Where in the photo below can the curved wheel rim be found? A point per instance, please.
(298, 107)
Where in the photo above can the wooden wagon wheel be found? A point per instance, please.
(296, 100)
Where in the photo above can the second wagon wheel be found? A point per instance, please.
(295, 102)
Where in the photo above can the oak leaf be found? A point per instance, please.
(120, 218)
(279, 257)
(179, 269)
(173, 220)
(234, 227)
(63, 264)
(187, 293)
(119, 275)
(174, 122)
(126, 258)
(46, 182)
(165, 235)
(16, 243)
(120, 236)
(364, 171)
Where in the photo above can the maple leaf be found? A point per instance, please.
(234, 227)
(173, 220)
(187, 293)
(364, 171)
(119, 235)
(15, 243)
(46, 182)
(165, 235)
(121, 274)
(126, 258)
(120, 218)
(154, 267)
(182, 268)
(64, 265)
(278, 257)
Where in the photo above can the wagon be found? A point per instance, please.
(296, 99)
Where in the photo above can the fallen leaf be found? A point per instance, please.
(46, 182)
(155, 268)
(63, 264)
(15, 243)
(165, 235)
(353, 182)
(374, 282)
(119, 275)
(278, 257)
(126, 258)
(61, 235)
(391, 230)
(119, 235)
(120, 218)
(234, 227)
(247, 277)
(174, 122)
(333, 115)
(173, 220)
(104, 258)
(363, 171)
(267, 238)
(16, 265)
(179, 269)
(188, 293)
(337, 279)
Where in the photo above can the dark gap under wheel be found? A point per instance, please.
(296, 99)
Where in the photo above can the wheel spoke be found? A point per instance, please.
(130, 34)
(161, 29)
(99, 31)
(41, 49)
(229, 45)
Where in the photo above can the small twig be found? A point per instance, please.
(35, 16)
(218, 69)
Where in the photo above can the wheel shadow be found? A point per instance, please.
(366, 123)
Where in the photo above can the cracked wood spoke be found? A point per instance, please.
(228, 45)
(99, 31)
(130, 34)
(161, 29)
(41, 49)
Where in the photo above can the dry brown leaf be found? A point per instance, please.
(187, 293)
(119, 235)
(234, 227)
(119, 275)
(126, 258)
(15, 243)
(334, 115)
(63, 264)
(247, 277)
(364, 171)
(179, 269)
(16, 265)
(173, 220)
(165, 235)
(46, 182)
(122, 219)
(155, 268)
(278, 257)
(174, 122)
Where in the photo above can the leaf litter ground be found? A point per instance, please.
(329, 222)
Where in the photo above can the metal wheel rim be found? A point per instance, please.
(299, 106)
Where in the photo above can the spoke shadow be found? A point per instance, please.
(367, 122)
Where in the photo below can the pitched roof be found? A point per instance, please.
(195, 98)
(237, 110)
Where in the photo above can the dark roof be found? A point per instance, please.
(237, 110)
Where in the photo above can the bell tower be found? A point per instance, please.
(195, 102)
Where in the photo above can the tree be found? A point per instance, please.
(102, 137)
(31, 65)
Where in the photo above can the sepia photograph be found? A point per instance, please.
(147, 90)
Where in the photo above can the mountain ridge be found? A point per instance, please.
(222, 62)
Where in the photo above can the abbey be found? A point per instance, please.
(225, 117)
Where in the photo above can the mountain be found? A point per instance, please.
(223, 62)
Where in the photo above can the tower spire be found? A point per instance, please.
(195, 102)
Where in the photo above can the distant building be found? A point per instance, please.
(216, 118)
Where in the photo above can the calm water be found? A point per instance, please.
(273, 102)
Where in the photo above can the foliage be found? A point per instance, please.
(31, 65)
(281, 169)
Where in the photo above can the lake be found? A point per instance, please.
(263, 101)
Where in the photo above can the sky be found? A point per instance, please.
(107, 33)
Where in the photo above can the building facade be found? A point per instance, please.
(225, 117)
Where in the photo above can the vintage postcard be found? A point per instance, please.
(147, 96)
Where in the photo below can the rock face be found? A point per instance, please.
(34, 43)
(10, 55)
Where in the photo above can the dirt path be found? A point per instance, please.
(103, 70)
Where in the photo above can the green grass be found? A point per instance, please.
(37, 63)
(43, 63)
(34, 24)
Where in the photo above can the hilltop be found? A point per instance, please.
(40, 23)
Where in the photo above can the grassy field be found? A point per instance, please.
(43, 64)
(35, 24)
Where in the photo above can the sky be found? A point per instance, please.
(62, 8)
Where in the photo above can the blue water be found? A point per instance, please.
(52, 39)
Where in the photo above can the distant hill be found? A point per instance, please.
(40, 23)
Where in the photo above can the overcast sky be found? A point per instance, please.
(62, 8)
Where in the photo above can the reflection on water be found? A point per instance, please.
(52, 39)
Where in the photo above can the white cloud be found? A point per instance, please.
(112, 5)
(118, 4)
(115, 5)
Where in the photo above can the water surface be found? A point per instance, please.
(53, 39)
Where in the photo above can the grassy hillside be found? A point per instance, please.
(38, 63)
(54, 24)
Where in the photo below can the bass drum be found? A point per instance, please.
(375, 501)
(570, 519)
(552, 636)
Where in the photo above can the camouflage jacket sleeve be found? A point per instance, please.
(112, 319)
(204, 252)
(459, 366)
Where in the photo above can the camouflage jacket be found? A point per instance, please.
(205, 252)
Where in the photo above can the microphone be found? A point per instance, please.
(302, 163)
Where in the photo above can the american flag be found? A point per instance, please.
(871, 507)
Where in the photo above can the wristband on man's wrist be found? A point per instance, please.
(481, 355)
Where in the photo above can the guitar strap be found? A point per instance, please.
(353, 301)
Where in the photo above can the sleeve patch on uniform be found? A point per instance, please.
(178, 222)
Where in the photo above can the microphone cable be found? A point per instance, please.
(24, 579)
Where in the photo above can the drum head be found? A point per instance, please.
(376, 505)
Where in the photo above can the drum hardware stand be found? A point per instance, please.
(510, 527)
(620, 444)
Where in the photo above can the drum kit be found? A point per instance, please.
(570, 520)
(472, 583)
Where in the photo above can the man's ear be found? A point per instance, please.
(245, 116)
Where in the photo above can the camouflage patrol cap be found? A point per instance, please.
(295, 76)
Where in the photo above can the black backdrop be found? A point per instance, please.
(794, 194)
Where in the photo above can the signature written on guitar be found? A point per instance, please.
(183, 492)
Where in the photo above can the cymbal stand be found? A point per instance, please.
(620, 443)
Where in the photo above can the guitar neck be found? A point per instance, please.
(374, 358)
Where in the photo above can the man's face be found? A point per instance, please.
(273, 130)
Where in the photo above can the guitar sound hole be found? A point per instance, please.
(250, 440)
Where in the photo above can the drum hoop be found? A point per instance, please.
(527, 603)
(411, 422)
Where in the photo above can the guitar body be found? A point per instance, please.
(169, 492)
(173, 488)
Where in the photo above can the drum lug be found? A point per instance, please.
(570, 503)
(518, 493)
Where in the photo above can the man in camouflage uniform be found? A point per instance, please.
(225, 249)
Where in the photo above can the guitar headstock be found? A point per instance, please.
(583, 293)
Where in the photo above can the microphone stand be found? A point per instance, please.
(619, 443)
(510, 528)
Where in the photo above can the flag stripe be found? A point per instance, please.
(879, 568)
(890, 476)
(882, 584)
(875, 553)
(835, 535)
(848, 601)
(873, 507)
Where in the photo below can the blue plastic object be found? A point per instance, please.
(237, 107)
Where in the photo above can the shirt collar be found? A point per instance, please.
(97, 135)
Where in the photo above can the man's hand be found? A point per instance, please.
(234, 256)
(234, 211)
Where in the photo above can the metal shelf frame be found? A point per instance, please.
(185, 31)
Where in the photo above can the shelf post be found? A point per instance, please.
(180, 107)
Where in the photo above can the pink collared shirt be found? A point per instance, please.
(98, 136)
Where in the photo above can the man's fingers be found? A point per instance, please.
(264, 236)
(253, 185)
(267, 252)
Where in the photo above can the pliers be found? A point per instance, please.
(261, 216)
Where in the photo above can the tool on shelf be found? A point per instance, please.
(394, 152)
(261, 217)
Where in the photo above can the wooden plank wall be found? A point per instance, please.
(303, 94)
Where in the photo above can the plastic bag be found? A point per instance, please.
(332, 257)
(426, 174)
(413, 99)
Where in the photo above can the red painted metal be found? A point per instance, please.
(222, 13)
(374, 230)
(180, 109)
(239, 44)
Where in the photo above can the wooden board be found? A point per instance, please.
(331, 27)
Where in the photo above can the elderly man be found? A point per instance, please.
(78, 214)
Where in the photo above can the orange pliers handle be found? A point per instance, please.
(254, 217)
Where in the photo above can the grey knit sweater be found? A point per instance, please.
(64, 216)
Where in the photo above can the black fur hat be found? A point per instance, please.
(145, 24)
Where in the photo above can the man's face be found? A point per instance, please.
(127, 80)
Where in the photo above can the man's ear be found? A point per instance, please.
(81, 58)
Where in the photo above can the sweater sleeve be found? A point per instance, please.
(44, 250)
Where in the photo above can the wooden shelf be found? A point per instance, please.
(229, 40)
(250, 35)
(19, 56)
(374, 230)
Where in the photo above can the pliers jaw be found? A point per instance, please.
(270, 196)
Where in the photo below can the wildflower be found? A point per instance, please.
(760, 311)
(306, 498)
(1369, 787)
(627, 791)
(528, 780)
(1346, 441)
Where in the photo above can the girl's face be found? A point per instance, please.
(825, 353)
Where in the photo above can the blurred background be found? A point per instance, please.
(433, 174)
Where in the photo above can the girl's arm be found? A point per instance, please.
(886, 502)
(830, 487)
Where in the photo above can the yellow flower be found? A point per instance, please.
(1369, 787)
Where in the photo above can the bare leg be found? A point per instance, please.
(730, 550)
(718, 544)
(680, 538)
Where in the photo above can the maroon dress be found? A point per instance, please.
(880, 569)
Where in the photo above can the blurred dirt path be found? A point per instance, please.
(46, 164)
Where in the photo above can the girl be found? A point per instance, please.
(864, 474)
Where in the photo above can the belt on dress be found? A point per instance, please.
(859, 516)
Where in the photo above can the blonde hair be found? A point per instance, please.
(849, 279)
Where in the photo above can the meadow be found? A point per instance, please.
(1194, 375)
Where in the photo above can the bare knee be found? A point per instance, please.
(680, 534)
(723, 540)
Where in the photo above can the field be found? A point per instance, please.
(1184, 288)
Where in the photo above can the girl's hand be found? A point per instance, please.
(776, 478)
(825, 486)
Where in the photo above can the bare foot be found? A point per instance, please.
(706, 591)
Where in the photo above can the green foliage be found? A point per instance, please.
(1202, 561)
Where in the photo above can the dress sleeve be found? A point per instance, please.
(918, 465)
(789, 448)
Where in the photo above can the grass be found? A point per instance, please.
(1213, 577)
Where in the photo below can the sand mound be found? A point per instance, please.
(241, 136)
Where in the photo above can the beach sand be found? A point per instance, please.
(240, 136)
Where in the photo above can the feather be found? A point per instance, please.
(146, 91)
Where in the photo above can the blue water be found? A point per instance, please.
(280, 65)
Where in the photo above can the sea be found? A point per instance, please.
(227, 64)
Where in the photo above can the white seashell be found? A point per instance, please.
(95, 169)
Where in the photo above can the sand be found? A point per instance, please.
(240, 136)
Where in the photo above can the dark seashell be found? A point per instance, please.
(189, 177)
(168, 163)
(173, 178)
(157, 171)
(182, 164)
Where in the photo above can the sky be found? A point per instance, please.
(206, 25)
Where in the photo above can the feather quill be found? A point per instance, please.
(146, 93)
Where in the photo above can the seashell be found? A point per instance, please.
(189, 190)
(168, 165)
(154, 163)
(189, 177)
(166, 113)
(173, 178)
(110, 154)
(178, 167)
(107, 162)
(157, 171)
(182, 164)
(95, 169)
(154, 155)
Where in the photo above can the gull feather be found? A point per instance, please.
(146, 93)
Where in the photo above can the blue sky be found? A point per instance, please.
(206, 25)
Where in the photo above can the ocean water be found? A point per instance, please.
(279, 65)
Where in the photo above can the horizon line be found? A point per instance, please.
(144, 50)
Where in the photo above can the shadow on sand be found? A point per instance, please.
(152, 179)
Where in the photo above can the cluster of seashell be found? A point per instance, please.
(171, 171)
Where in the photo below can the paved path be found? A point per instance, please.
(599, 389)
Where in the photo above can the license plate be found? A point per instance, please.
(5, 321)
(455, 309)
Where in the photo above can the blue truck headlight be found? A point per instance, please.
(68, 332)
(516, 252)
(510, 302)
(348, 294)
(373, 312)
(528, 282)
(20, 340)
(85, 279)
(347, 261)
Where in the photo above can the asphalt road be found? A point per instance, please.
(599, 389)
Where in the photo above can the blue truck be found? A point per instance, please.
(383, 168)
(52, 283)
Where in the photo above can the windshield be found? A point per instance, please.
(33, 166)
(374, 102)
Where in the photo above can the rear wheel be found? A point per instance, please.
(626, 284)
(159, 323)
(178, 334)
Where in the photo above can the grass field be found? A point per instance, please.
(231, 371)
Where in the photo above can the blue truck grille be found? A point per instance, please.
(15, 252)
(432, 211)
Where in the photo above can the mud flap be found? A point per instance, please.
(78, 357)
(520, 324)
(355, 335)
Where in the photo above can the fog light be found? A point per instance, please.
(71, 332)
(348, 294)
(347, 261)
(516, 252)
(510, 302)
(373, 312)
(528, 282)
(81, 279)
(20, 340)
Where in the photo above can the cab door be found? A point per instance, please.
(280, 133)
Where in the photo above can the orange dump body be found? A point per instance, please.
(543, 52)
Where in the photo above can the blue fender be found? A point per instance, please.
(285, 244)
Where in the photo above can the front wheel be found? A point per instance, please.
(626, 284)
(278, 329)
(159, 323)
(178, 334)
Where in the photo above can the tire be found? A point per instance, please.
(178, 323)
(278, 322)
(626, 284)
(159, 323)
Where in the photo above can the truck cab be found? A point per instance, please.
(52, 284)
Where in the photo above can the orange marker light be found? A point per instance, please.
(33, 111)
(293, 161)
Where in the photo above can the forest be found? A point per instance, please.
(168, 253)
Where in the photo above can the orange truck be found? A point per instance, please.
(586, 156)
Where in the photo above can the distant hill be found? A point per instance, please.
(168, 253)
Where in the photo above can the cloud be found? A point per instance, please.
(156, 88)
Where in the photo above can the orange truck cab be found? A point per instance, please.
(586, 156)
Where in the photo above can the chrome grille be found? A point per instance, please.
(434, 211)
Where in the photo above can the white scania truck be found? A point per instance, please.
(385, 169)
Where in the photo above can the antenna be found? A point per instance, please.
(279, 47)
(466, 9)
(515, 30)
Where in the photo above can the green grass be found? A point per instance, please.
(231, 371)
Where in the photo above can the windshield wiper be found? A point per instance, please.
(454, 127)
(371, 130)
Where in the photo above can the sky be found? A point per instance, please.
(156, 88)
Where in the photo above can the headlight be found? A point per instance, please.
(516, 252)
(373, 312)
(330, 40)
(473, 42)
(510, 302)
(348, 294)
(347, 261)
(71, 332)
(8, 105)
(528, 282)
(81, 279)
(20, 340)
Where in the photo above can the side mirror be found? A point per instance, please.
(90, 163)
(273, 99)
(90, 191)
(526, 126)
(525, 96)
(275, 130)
+ + + + +
BRIEF
The lines from the one containing "Where in the photo above can the forest" through the final line of the entries above are to be printed exactly, with nothing added.

ANSWER FOR THE TASK
Where in the photo above can the forest be found? A point per instance, please.
(168, 253)
Where in the photo above can the orange truck be found? A point per instance, please.
(586, 156)
Where in the photo above can the distant hill be found? A point per instance, please.
(168, 253)
Where in the photo above can the cloud be found? A point per instance, please.
(156, 88)
Where in the photo above can the orange truck cab be found? A point per instance, please.
(586, 156)
Where in the photo above can the chrome grille be found? A point per instance, please.
(434, 211)
Where in the photo above can the white scania truck be found? A point per instance, please.
(385, 169)
Where in the photo above can the antenna be found? A point per instance, please.
(279, 47)
(466, 9)
(515, 30)
Where in the photo above can the green grass be found? A point per instance, please.
(231, 371)
Where in the photo above can the windshield wiper be found? A point per instance, please.
(454, 127)
(371, 130)
Where in the photo above can the sky be found? A point per instance, please.
(156, 88)
Where in the photo above can the headlight be found? A point per instance, please.
(516, 252)
(373, 312)
(330, 40)
(473, 42)
(510, 302)
(348, 294)
(347, 261)
(71, 332)
(8, 105)
(528, 282)
(81, 279)
(20, 340)
Where in the photo above can the side mirror be found? A point per instance, please.
(90, 163)
(273, 99)
(90, 191)
(526, 126)
(525, 96)
(275, 130)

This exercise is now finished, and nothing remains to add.